Text:
____________________

1991 Sweden Hockey Games

Tournament details
- Host country: Sweden
- City: Stockholm
- Venue: 1 (in 1 host city)
- Dates: 7 – 10 February 1991
- Teams: 4

Final positions
- Champions: Soviet Union (1st title)
- Runners-up: Sweden
- Third place: Finland
- Fourth place: Czechoslovakia

Tournament statistics
- Games played: 6
- Goals scored: 47 (7.83 per game)
- Attendance: 39,420 (6,570 per game)
- Scoring leader: Valeri Kamensky (7 points)

____________________

What the task requires:
Set down the passage of the 1991 Sweden Hockey Games text that begins at the words "- Dates: 7 –" and stops after the words "(7.83 per game)", keeping every word unchanged. The data that follows has no connection to the hockey tournament text.

____________________

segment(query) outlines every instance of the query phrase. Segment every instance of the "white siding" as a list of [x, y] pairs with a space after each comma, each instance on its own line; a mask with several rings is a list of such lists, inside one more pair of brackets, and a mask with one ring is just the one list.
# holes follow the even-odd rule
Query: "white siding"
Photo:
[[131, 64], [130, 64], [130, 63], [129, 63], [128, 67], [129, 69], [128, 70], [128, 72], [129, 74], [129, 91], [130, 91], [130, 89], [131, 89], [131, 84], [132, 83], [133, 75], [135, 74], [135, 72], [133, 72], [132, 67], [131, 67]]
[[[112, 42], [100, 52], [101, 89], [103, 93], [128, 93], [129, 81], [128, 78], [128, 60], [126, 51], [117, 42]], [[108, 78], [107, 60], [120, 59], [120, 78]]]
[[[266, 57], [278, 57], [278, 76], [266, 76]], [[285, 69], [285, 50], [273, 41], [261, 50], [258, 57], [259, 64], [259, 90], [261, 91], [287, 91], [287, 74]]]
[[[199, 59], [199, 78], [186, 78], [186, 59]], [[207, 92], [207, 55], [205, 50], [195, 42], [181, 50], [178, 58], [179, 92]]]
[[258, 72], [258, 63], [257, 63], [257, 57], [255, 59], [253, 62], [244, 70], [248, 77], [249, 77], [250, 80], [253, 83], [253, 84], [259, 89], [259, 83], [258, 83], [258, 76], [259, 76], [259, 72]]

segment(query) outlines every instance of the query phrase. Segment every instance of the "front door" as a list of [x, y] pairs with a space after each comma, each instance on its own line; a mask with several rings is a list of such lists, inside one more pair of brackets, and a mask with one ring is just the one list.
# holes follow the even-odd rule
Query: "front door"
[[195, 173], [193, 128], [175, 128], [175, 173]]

____________________

Correct response:
- Dates: 7 – 10 February 1991
- Teams: 4

Final positions
- Champions: Soviet Union (1st title)
- Runners-up: Sweden
- Third place: Finland
- Fourth place: Czechoslovakia

Tournament statistics
- Games played: 6
- Goals scored: 47 (7.83 per game)